Give as output the line that contains "Expected: for the worn", followed by every remaining line of the entries, unchanged and with nothing added.

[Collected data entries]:
◇ ◇ ◇ ◇ ◇

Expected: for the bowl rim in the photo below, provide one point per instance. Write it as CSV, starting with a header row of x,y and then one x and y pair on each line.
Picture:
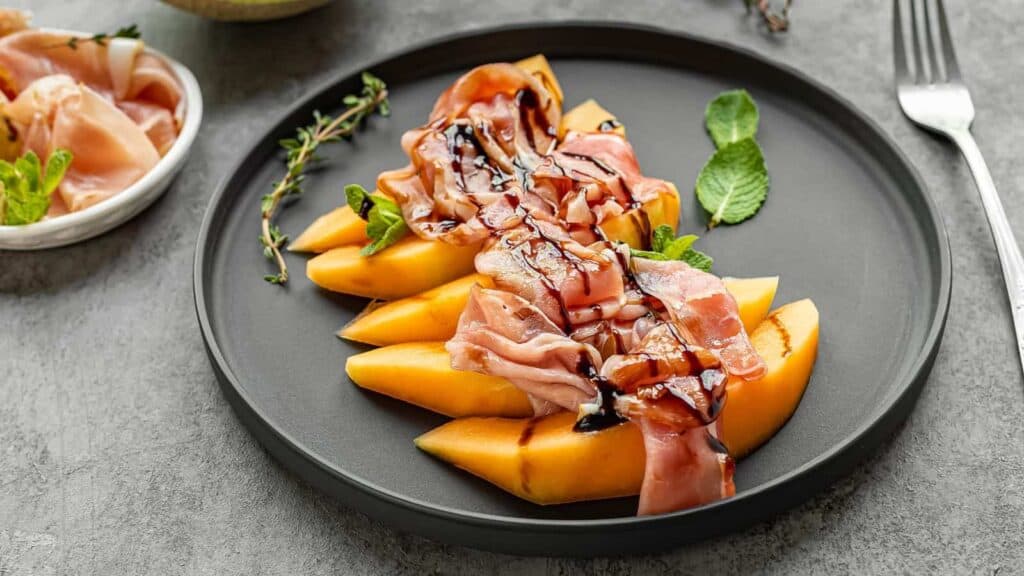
x,y
41,230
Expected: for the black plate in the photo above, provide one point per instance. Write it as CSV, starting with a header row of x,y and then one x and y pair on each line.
x,y
847,222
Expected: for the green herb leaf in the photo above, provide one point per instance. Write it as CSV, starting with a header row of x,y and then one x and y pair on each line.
x,y
733,183
731,117
665,246
385,224
130,31
27,190
697,259
56,166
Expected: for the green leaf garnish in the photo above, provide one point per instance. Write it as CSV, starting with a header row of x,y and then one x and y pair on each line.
x,y
130,31
27,189
385,224
731,117
665,246
733,183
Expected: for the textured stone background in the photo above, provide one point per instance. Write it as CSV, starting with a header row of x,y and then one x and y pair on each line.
x,y
118,454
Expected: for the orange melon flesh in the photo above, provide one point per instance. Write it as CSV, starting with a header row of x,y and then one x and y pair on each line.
x,y
421,373
430,316
543,460
411,266
337,228
634,225
590,117
787,340
754,297
539,67
434,314
555,464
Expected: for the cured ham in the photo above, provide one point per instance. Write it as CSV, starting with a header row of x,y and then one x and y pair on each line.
x,y
117,109
503,334
110,151
698,303
683,468
572,320
487,157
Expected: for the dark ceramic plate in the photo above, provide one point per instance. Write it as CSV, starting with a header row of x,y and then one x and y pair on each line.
x,y
847,222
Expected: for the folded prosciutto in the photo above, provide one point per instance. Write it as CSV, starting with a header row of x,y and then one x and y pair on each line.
x,y
488,155
117,109
574,321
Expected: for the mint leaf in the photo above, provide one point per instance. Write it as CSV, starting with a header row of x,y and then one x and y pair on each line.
x,y
731,117
27,190
697,259
665,246
385,225
648,254
733,183
679,246
663,236
56,165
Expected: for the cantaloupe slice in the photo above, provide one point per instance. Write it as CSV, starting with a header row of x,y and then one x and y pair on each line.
x,y
552,464
787,340
410,266
634,227
590,117
754,297
421,373
542,459
434,314
337,228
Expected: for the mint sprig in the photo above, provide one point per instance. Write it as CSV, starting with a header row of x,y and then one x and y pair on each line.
x,y
665,246
385,224
27,188
733,184
731,117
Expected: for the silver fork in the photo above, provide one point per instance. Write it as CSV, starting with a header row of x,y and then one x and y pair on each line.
x,y
934,96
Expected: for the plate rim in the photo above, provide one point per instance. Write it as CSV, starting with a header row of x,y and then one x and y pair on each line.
x,y
907,388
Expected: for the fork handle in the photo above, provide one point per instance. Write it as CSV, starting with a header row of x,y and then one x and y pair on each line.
x,y
1006,243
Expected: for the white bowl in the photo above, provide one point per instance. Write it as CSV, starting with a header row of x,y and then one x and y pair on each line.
x,y
96,219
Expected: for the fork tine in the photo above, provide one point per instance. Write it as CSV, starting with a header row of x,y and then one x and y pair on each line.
x,y
899,50
919,56
933,55
949,56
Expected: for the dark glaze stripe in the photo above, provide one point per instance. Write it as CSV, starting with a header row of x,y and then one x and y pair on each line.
x,y
606,416
608,170
524,438
783,333
608,125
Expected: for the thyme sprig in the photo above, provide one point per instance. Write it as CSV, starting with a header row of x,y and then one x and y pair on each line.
x,y
776,21
130,31
301,152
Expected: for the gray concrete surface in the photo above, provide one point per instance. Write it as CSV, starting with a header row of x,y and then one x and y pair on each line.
x,y
118,454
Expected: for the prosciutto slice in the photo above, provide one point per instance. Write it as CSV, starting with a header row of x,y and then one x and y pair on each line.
x,y
569,283
119,70
111,152
683,468
698,303
468,164
503,334
593,177
573,322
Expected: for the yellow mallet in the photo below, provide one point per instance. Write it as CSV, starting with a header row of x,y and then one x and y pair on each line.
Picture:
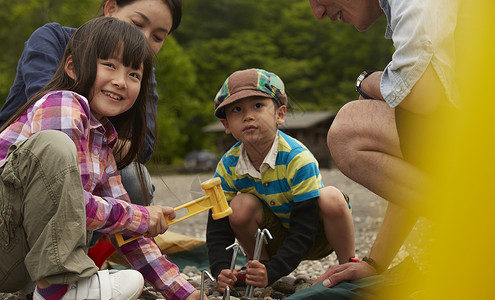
x,y
214,200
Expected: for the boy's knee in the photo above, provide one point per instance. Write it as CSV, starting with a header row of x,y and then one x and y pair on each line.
x,y
244,208
332,202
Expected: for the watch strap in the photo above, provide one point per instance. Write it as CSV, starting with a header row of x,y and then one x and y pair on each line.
x,y
359,80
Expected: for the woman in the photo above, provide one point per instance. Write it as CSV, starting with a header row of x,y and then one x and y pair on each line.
x,y
156,19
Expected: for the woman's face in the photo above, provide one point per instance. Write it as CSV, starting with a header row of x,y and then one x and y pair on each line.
x,y
361,13
152,17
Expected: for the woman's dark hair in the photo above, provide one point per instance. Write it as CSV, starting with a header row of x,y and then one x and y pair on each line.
x,y
174,5
103,38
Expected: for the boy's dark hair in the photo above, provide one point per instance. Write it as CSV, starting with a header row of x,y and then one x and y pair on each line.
x,y
174,5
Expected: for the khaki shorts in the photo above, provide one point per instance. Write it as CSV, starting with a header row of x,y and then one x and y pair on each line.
x,y
321,247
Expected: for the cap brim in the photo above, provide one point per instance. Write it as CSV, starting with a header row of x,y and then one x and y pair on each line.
x,y
220,110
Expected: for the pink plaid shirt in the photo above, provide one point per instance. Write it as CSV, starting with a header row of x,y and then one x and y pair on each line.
x,y
108,208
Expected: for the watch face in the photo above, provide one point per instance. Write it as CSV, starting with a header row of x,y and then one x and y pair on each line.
x,y
360,78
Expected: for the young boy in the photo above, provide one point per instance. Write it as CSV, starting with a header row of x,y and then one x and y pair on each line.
x,y
271,181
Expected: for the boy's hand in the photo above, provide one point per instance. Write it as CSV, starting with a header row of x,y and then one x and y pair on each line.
x,y
226,278
347,271
256,274
158,224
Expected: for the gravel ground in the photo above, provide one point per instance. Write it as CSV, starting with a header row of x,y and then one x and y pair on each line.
x,y
367,210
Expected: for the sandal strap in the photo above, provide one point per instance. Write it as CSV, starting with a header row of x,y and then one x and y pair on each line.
x,y
84,285
105,285
82,289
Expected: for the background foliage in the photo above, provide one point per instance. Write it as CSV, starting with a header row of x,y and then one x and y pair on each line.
x,y
318,60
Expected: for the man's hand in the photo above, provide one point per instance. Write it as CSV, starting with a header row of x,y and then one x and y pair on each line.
x,y
347,271
256,274
158,224
226,278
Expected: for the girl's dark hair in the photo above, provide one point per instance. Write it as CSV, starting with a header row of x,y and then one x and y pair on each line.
x,y
103,38
174,5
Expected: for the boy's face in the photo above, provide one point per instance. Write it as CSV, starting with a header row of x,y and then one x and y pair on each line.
x,y
253,120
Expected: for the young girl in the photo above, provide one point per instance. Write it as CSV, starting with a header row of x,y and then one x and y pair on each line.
x,y
43,51
57,151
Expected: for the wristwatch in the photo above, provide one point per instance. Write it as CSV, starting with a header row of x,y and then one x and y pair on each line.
x,y
359,80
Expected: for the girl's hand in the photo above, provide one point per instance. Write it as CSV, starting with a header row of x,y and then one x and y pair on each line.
x,y
196,295
226,278
256,274
158,224
347,271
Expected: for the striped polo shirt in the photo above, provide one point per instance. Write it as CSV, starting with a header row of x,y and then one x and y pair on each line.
x,y
295,177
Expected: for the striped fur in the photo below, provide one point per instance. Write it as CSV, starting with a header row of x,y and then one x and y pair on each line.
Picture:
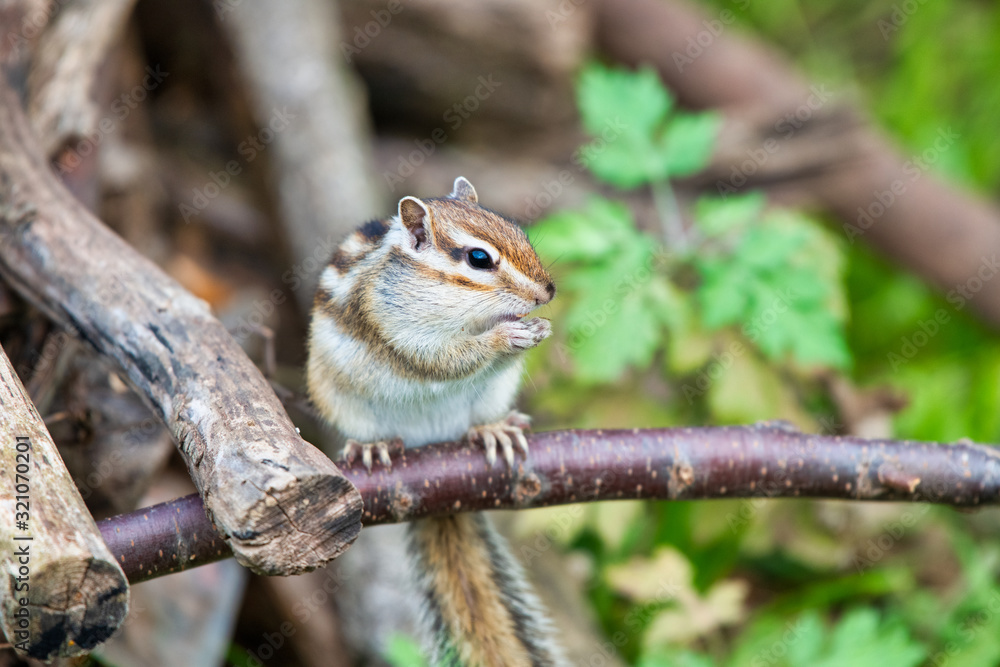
x,y
409,340
480,612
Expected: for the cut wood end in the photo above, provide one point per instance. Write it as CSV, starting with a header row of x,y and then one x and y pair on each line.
x,y
66,627
296,529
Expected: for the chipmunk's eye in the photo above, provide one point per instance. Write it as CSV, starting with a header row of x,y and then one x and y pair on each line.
x,y
480,259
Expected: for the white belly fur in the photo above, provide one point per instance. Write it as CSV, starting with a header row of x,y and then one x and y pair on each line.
x,y
387,406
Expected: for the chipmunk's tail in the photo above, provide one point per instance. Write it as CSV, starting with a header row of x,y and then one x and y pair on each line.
x,y
478,608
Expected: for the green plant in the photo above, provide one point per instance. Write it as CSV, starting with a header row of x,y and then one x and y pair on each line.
x,y
740,287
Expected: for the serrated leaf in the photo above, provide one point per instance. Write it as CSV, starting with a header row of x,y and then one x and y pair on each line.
x,y
688,142
587,235
403,651
637,99
715,216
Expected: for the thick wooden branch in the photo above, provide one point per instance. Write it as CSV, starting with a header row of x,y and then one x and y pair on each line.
x,y
763,461
782,127
61,592
261,482
65,68
312,125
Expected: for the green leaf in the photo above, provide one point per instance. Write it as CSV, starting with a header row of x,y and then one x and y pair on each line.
x,y
688,142
636,140
715,216
636,99
583,236
404,651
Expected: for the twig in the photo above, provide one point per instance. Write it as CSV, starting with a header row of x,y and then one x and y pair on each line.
x,y
258,477
583,466
307,105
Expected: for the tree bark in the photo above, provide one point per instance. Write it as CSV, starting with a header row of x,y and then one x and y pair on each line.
x,y
61,591
282,505
761,461
309,101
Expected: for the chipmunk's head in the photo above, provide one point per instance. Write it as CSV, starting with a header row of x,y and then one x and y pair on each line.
x,y
482,258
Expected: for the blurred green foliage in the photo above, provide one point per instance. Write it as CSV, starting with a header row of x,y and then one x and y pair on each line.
x,y
661,324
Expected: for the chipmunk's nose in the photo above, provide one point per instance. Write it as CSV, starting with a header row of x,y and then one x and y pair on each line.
x,y
550,291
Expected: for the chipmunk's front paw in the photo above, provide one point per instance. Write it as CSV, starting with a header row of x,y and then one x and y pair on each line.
x,y
384,448
509,432
525,334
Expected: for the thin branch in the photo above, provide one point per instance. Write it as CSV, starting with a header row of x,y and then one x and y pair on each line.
x,y
762,461
257,475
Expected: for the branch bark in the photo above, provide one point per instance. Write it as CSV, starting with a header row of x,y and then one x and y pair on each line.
x,y
64,70
259,478
761,461
61,592
309,101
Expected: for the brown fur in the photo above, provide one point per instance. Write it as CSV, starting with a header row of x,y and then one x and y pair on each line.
x,y
469,600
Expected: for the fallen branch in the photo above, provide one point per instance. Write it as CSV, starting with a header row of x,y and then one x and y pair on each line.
x,y
61,593
258,477
762,461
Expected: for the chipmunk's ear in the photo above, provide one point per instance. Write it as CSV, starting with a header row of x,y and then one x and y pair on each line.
x,y
416,217
464,190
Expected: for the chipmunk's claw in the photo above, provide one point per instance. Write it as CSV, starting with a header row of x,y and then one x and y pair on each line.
x,y
384,448
509,433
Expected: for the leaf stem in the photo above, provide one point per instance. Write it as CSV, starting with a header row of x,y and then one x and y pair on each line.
x,y
669,213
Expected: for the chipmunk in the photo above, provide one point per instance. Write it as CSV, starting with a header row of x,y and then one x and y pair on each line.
x,y
417,334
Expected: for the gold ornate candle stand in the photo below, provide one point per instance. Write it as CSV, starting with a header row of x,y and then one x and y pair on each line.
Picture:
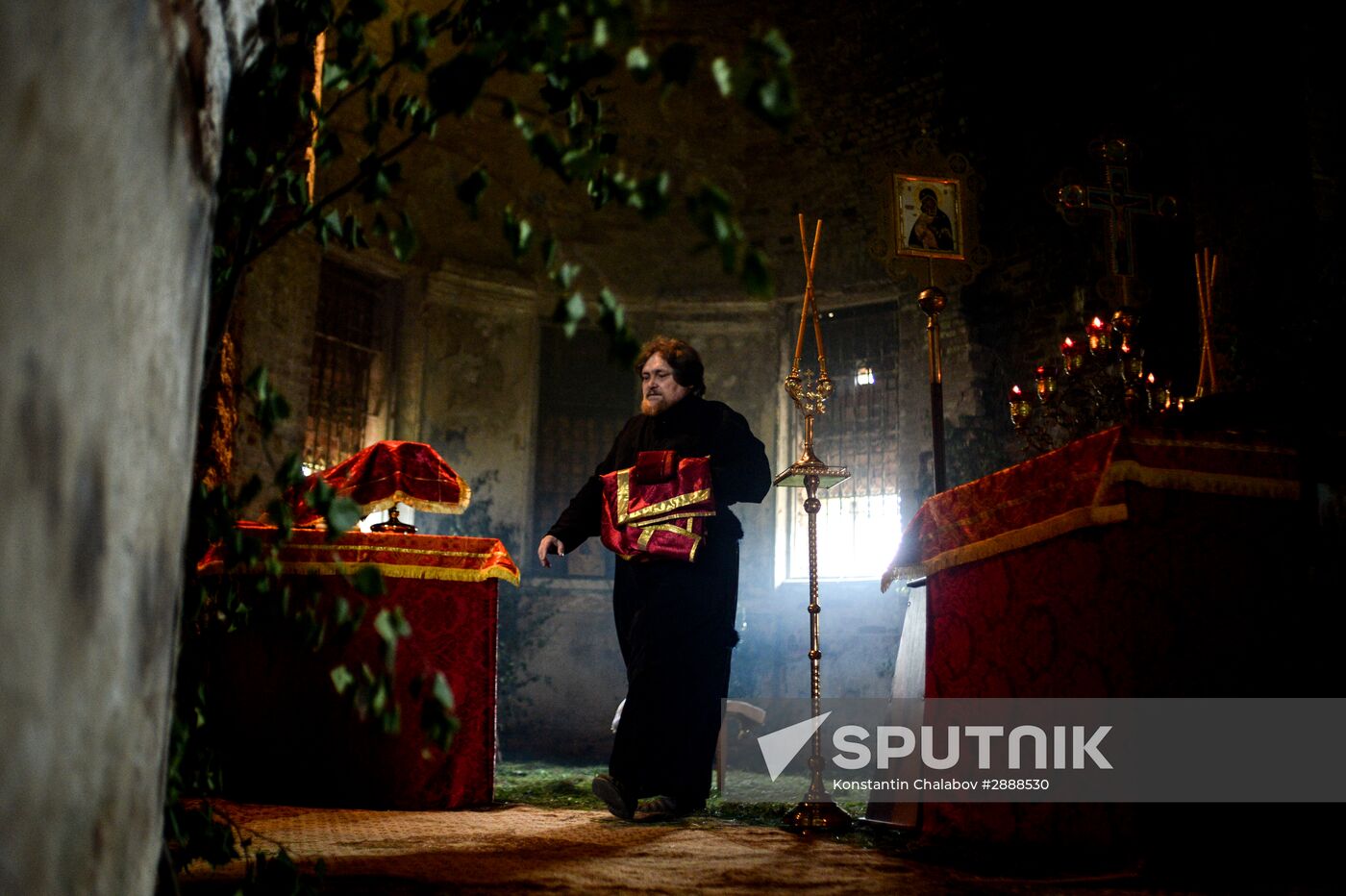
x,y
817,810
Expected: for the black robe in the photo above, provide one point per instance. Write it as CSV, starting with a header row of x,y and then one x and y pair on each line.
x,y
675,620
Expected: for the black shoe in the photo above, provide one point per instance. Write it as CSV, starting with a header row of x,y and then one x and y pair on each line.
x,y
670,808
615,797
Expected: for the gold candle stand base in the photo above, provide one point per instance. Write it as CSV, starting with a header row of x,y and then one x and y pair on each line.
x,y
818,811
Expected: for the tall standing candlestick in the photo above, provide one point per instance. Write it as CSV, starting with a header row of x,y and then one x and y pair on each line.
x,y
933,302
817,810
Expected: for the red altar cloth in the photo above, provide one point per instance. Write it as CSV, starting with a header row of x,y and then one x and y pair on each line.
x,y
1133,562
292,738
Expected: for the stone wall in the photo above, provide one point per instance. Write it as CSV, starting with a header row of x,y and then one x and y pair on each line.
x,y
110,120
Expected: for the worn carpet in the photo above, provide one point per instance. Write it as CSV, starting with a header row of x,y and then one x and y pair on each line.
x,y
517,848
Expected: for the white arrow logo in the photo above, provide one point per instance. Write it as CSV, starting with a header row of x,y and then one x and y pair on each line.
x,y
780,747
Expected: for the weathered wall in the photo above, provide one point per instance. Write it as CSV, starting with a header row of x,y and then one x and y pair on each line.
x,y
105,214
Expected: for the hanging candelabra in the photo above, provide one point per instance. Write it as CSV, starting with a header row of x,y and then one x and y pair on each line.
x,y
1099,381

◇ ◇ ◇ ◇ ◇

[Answer for this exercise]:
Expected: for the worn carpet in the photo above, provide one point per instance. Write it as CSV, starting with a header row of x,y and then one x and y pair on each line.
x,y
517,848
Expected: for the white arrow logo in the photo above, provide one point per instance. Write it as CSV, starting with a header row of x,y and then one x and y pair on each line.
x,y
780,747
Expected: for the weathered wall in the photo above, provide one point per instance. Write it as CSV, starting with a header row of x,y and then one x and y pair on each line.
x,y
105,214
Expected: for the hanging candelabra in the photo above, provide one point per instance. Write it as CSV, starting with a header row of x,y and then one x and y pair on each line.
x,y
1099,381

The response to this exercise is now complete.